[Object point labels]
::::

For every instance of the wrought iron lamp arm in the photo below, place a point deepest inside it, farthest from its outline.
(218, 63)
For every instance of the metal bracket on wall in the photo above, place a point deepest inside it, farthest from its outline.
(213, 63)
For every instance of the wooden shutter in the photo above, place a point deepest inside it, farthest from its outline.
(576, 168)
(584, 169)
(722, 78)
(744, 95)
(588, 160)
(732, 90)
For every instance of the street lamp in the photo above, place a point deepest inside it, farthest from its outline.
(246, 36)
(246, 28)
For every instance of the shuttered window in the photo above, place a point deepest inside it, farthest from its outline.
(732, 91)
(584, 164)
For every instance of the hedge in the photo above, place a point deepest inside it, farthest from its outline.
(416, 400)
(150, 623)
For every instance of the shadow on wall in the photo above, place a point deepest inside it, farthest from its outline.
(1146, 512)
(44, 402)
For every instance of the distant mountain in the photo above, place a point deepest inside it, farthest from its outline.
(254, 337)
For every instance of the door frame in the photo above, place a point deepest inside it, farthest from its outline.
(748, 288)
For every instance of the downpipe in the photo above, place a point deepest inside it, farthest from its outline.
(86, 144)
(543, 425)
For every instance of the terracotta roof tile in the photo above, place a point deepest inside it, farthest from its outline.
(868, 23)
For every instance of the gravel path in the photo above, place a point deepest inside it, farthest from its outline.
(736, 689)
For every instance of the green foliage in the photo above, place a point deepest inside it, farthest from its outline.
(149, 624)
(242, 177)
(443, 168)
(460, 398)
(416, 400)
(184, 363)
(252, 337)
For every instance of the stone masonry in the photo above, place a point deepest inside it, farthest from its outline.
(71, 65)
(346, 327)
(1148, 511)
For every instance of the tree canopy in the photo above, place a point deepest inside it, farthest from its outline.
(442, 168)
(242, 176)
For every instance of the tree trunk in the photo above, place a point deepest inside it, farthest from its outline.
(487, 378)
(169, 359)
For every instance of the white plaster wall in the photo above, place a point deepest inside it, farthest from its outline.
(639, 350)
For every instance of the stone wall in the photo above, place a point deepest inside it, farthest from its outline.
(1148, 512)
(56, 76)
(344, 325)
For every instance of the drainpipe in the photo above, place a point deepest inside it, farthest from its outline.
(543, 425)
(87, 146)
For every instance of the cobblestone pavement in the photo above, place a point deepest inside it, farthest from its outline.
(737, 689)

::::

• [Exercise directions] Reproduce the records word for word, starting at the line containing "For every instance of the cobblestone" and continuing through their final line.

• [Solved problem]
For every instance of the cobblestone pavement in the photo above, place a point deepest inside it, farthest from its outline.
(737, 689)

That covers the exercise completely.